- What this task involves
Reproduce the data below, changing each occurrence of "Marked points" to "Labeled points" and leaving every other line unaltered.

- Provided material

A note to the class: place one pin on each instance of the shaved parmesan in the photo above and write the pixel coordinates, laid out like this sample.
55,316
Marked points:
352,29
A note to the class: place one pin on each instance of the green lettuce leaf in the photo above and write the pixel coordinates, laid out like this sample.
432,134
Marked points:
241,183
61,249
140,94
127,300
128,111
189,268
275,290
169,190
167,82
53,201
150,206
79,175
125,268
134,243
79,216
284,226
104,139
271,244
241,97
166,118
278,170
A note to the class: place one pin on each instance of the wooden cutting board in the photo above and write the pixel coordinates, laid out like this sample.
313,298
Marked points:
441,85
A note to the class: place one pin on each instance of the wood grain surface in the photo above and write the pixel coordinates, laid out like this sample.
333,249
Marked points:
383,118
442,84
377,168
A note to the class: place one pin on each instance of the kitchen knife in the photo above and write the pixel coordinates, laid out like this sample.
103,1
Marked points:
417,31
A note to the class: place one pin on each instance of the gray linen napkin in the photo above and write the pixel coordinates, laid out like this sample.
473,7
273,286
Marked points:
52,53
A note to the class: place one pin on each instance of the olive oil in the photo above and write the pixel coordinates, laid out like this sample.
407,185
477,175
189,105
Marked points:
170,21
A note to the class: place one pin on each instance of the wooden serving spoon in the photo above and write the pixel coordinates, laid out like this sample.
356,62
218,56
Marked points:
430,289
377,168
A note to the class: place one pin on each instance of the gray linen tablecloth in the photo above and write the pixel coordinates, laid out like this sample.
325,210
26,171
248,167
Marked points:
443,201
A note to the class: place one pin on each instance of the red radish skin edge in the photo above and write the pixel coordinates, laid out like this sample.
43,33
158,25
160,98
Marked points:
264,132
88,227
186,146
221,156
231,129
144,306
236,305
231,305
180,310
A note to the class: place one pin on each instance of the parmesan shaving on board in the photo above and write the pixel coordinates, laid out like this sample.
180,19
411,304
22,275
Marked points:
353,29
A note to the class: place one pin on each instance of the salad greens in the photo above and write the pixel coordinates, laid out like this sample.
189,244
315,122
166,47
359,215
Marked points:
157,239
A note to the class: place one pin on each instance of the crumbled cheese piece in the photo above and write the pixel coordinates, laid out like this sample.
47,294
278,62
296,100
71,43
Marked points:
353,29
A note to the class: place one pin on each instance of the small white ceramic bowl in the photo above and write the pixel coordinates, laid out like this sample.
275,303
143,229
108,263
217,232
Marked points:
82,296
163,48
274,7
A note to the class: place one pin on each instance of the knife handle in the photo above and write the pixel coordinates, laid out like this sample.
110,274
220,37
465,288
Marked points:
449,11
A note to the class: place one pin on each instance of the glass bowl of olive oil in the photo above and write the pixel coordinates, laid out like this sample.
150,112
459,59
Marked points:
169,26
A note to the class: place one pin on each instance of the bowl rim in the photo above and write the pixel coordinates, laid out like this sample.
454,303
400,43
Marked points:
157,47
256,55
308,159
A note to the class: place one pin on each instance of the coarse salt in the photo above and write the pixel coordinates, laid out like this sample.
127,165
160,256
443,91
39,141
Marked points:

- Exercise solution
A note to the class: place one pin on each instance of the shaved parmesan in the photo above and write the pixel coordinates, laid out like this sample.
55,316
Labeled points:
352,29
A note to the class: place one pin on each instance of the green lettuce leaf in the photo above and write the pixel coordinates, laid out like this sample.
432,134
Labeled points:
241,183
61,249
140,94
127,300
128,111
189,268
275,290
169,190
167,82
53,201
150,206
79,175
125,268
134,243
79,216
284,226
104,139
271,244
241,97
166,118
278,170
A note to the class: place one pin on each instance of the wooden cutting board in the photo above and write the pixel coordinates, laid out like this sample.
313,298
Labeled points:
441,85
A note to the class: place one pin on each instance of the wood grain surface in the photo above and write the pixel coordinates, laid out like this sample.
333,249
Labeled points:
383,118
442,84
377,168
A note to the class: place one pin on each instance of the kitchen knife in the photo above and write the pixel coordinates, laid out like this sample.
103,1
Labeled points:
417,31
A note to the class: place one pin on each instance of the gray linen napkin in the photo above and write the pixel coordinates, laid out like this sample.
473,7
273,286
Labeled points:
52,53
A note to the class: place one pin on each instance of the olive oil in the photo above and write the pixel coordinates, laid out like this sample.
407,185
477,175
189,105
Labeled points:
170,21
A note to the class: place one pin on each instance of the wooden serving spoon in the photo above and write the pixel coordinates, laid out like this sample.
356,62
218,56
Labeled points:
430,289
377,168
A note to the class: place one pin on each instance of the gray linen tablecloth in the photo above and write the pixel coordinates, laid out like this sample.
325,210
26,171
248,167
Labeled points:
443,201
A note to the class: place one pin on each instance of the red radish skin edge in the photo above and write the pixel coordinates, laid out like this sample.
43,33
158,25
160,98
Labeled points:
264,132
88,227
186,146
221,156
231,129
144,306
236,305
231,305
180,310
A note to the class: place one pin on each instance of the parmesan shaving on board in the photo above and write the pixel coordinates, laid out like this sample.
180,19
411,304
22,275
Labeled points:
353,29
A note to the class: place one pin on each instance of the salad greens in the photo above and write the pixel coordinates, laid out like this sample.
189,244
315,122
166,47
359,215
Labeled points:
157,239
A note to the class: place one pin on each instance of the crumbled cheese piece in the photo above and write the pixel coordinates, laid out like this sample.
47,294
278,62
296,100
71,43
Labeled points:
353,29
A note to the class: place one pin on each instance of the small white ceramic bowl in the photo above and write the pixel coordinates, laid out like this sample.
275,303
143,229
108,263
217,232
Labeled points:
82,296
163,48
274,7
A note to the class: place one pin on each instance of the knife handle in the photo above and write the pixel coordinates, laid out like this sample.
110,274
220,37
465,288
Labeled points:
449,11
A note to the class: place one pin on each instance of the glass bowl of olive oil in the photo above and write the pixel coordinates, laid out like this sample.
150,112
459,59
Labeled points:
169,26
A note to the class: place one pin on each instance of the bowl rim in the photo above and write the pixel coordinates, laid out like this sample.
454,303
400,43
Labeled points:
157,47
256,55
308,159
A note to the class: place one pin on each instance of the coarse salt in the photo above and write the pixel coordinates, laid out like this sample.
127,165
160,256
443,91
39,141
Labeled points:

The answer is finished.